== Sayfa alıntısı ==
ABD’nin Rusya’ya sunduğu kurban: Ukrayna

Ukrayna meselesi ile Avrupa ve Rusya’yı saç saça baş başa bir hâle getiren ABD, artık geri çekilip Çin ile meşgul olabilir. Çünkü bu süreçte Avrupa ile Rusya, bir daha asla bir araya gelemeyecek bir biçimde birbirinden ayrışacaklar. Al sana bir taşla bir kaç kuş! Mesele, Coni’nin dünyayı yönetmeye devam etmesini sağlayacak dinamikleri harekete geçirmektir.

BUGÜN dünyanın en büyük problemi, hiç şüphesiz Rusya’nın Ukrayna’ya 23 Şubat 2022 gecesi yaptığı ve hâlen sürdürmekte olduğu saldırıdır. Problem bu olmakla birlikte, içinde bulunulan durumun çok iyi anlaşılması için, problemin görünür yüzünün ardına bakmak lâzımdır.

Evet, bizler bugünkü problemi Rusya-Ukrayna Savaşı olarak görüyoruz, ancak meselenin bu hâle evrilmesine başka bir pencereden bakınca, Rusya ve Ukrayna’nın başka bir plânın figüranları olduğu görülür. O hâlde, birileri tarafından her iki ülkeye de bir oyun kurulmuş demektir. Ortada bir oyun olduğuna göre, bu oyunu kuran güç kimdir?

Oyunun sahibi, hiç kuşkuya gerek yok ki ABD’dir.

“ABD böyle bir oyun kurmaya niye gerek gördü?” sorusunun cevabını, ABD’nin asıl meselesinin ne olduğu sorununu çözerek verebiliriz. Hiç kuşku yok ki, ABD’nin şu anda en temel meselesi ve en önemli tehdit algısı Çin’dir. Çin’in küresel güçler eliyle devasa bir ekonomiye dönüştürülerek yeni bir kutup olarak ufukta belirmesi, ABD’nin kâbusudur.

== Veri bloğu ==
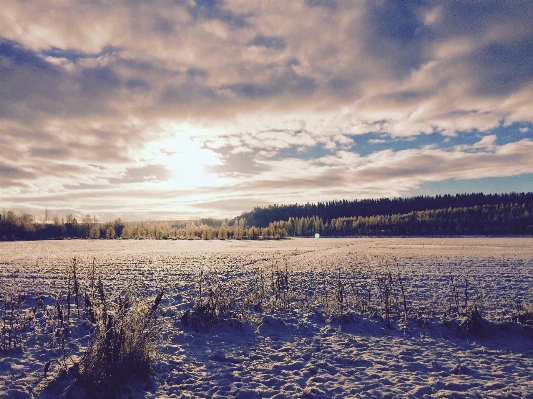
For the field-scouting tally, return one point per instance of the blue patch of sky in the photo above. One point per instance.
(487, 185)
(368, 143)
(371, 142)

== Görev yönergesi ==
Sayfa alıntısında adı geçen bütün ülkeleri yazın. Malzemenin bu işte hiçbir rolü yoktur.

== Doğru cevap ==
ABD, Rusya, Ukrayna ve Çin, sayfa alıntısında adı geçen ülkelerdir.